Eliezer Wiesel (commonly known as Elie) (born September 30, 1928) is a world-renowned Hungarian Romanian Jewish novelist, philosopher, humanitarian, political activist, and survivor of the Holocaust.

A passionate and powerful writer, he is the author of over forty books, with the most famous being Night, a memoir that describes his experiences during the Nazi Holocaust and his imprisonment in a concentration camp.

Awarded the Nobel Peace Prize in December 1986, Wiesel summarized his philosophy in his acceptance speech:

As long as one dissident is in prison, our freedom will not be true. As long as one child is hungry, our life will be filled with anguish and shame. What all these victims need above all is to know that they are not alone; that we are not forgetting them, that when their voices are stifled we shall lend them ours, that while their freedom depends on ours, the quality of our freedom depends on theirs." [1]

His experiences in four different concentration camps beginning at the age of 15 and the loss of his parents and sister in the camps, shaped his life and his activism. Together with his wife Marion he has spent his adult life writing, speaking and working for peace and justice.

"What I want, what I’ve hoped for all my life, is that my past should not become your children’s future." [2]

Early life

Eliezer Wiesel was born September 30, 1928 in the provincial town of Sighet, Transylvania, which is now part of Romania. A Jewish community had existed there since 1640, when it sought refuge from an outbreak of pogroms and persecution in the Ukraine.

His parents were Shlomo and Sarah Wiesel. Sarah was the daughter of Reb Dodye Feig, a devout Hasidic Jew, whose influence on Wiesel was deep, inspiring him to pursue Talmudic studies in the town's Yeshiva. His father Shlomo, who ran a grocery store, was also religious, but considered himself an emancipated Jew, open to events of the world. He insisted that his son study modern Hebrew as well, so that he could read the works of contemporary writers. [3]

Wiesel's father was active and trusted within the community, even having spent a few months in jail for helping Polish Jews who escaped to Hungary in the early years of the war. It was Shlomo who is credited with instilling a strong sense of humanism in his son. It was he who encouraged him to read literature, whereas his mother encouraged him to study Torah and Kabbalah. Wiesel has said his father represented reason, and his mother, faith. [4]

Elie Wiesel had three sisters Hilda, Béa, and Tzipora. Tzipora is believed to have perished in the Holocaust along with their mother.

At home in Sighet, which was close to the Hungarian border, Wiesel's family spoke mostly Yiddish, but also German, Hungarian and Romanian. Today, Wiesel says that he thinks in Yiddish, writes in French, and, with his wife Marion and his son Elisha, lives his life in English.[5]

The Holocaust

Never shall I forget that night, the first night in the camp, which has turned my life into one long night, seven times cursed and seven times sealed. Never shall I forget that smoke. Never shall I forget the little faces of the children, whose bodies I saw turned into wreaths of smoke beneath a silent blue sky. Never shall I forget those flames which consumed my faith forever…Never shall I forget these things, even if I am condemned to live as long as God Himself. Never.[6]

Elie Wiesel, Hill and Wang Publishers

Buchenwald, 1945. Wiesel is on the second row, seventh from the left.

## Records
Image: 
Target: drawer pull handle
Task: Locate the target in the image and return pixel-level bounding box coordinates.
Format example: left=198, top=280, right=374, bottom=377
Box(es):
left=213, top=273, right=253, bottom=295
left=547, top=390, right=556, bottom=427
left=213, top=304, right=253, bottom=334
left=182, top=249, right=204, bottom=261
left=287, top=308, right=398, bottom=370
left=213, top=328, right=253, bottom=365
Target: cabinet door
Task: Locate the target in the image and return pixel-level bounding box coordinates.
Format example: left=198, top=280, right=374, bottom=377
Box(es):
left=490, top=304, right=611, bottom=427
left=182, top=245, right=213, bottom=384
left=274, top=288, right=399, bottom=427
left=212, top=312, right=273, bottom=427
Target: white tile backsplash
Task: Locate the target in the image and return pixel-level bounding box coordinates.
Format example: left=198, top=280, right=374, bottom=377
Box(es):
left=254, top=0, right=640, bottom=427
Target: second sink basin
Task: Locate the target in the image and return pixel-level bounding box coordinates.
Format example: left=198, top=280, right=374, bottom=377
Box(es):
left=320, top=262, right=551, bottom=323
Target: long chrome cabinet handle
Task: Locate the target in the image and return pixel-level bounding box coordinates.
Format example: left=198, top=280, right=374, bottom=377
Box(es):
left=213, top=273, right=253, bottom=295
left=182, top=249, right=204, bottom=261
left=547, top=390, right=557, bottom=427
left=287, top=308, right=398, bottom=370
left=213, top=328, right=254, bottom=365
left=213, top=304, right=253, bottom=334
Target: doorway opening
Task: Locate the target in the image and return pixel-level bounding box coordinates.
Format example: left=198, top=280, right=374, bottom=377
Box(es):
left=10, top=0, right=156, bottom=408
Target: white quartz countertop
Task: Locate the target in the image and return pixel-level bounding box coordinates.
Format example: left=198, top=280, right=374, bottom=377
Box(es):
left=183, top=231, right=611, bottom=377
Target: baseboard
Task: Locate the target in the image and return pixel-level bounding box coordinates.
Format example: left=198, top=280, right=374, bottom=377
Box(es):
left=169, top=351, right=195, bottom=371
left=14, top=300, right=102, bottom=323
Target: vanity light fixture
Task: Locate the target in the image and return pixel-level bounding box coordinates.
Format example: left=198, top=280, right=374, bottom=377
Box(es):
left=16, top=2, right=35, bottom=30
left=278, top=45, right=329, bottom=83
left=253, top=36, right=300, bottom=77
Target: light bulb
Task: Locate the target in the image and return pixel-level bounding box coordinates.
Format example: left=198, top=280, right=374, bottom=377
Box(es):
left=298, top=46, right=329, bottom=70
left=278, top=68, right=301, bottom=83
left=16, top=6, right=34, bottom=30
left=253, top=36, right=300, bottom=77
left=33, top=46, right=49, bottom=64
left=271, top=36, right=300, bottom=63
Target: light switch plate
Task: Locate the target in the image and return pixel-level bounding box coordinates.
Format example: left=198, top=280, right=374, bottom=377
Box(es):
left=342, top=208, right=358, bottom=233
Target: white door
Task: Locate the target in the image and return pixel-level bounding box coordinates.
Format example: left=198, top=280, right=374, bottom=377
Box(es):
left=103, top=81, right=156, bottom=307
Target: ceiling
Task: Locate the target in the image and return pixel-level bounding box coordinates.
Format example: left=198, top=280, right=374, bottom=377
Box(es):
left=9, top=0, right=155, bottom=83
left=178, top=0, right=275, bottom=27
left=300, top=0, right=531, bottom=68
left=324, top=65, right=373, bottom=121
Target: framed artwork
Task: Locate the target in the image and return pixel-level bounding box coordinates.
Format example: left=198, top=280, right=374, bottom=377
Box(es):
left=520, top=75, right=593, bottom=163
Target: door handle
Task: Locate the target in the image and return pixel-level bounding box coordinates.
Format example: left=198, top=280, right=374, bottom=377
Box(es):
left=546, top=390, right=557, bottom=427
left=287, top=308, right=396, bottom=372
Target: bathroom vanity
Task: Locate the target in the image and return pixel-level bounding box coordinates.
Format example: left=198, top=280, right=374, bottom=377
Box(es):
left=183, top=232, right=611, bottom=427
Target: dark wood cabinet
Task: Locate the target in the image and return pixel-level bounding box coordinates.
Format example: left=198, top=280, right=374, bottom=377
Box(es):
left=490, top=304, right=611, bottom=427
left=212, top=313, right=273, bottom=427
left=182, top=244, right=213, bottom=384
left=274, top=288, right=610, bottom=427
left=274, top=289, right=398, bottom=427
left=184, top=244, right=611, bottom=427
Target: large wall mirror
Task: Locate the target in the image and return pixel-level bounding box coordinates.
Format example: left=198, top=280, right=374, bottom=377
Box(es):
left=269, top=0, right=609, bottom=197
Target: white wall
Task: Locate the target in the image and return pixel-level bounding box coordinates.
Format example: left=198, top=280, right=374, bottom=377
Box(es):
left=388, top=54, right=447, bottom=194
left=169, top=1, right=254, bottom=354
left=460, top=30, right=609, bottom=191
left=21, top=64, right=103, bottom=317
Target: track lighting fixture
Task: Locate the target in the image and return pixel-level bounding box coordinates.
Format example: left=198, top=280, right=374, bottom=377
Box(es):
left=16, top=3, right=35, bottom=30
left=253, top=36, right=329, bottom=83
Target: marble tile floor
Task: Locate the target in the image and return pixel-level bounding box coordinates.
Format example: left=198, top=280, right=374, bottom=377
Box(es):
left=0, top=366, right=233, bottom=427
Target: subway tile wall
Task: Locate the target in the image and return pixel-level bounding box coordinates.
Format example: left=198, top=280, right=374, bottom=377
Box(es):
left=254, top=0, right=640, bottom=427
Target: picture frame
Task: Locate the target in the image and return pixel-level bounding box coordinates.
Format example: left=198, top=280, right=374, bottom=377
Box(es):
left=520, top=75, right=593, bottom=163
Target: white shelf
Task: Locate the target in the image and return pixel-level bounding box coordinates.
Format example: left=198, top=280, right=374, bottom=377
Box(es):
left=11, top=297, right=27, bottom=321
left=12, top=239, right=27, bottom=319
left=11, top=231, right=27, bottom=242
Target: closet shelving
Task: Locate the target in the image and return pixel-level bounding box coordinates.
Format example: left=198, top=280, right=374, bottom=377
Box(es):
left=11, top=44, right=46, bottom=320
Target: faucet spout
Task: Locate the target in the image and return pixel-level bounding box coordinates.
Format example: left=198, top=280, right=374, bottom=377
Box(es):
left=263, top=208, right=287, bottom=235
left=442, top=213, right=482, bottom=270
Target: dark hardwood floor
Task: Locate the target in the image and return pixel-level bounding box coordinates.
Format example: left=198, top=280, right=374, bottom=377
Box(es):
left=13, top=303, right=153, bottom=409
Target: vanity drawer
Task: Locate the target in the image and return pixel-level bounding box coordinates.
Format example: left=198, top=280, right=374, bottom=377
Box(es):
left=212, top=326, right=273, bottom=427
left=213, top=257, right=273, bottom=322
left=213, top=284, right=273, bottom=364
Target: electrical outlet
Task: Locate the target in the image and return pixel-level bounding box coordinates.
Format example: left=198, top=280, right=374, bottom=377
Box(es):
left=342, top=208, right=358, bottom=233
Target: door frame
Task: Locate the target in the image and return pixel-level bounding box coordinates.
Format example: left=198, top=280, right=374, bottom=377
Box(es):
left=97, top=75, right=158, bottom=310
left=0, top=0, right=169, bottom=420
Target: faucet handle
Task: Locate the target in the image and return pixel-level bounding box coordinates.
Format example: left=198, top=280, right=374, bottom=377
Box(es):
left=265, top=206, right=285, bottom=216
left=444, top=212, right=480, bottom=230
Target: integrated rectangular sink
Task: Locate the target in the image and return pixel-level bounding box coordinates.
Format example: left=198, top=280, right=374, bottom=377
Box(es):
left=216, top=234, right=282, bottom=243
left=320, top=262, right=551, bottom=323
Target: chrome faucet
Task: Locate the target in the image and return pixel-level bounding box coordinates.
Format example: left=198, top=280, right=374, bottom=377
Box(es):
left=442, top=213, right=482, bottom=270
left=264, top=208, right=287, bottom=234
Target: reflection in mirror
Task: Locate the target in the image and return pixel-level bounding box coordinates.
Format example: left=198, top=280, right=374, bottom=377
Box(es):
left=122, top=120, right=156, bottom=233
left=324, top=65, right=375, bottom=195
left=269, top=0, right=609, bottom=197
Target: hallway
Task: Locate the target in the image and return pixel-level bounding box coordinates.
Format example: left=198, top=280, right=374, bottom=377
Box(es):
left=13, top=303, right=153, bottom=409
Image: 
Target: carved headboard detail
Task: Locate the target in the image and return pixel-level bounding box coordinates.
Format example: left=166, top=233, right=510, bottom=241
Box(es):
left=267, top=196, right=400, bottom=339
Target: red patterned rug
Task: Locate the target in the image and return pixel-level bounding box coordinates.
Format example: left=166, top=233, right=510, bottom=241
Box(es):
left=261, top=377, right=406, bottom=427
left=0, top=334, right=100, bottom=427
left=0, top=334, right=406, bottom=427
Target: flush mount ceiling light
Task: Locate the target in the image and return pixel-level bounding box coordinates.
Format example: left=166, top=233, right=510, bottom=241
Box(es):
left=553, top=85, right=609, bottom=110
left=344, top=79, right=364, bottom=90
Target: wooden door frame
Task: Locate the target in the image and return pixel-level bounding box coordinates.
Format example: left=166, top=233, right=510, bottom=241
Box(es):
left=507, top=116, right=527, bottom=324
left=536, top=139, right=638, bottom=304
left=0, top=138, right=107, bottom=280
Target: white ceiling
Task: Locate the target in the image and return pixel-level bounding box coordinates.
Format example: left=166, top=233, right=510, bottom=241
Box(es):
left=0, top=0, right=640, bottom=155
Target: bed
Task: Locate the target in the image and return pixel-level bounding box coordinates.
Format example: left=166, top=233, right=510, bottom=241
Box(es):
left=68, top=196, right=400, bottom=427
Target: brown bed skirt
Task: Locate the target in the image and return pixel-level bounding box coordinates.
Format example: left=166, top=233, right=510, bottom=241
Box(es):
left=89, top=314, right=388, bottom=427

## Exercise directions
Answer these questions from the Elie Wiesel passage:
1. In what month and year was Wiesel awarded the Nobel Peace Prize?
2. Since what year had a Jewish community existed in Sighet?
3. What kind of business did Wiesel's father, Shlomo, run?

## Reply
1. December 1986
2. 1640
3. A grocery store